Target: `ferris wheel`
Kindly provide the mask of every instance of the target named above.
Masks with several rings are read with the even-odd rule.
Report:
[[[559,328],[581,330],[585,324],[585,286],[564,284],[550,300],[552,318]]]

TASK DETAILS ▸ Rewrite the items above with "ferris wheel" changed to "observation wheel" wherever it occurs, keeping every other character the same.

COMPLETED EXERCISE ▸
Target: `observation wheel`
Kindly provide the mask of every instance of the target named above.
Masks with several rings are read with the even-odd rule.
Report:
[[[559,328],[581,330],[585,324],[585,286],[564,284],[550,300],[552,318]]]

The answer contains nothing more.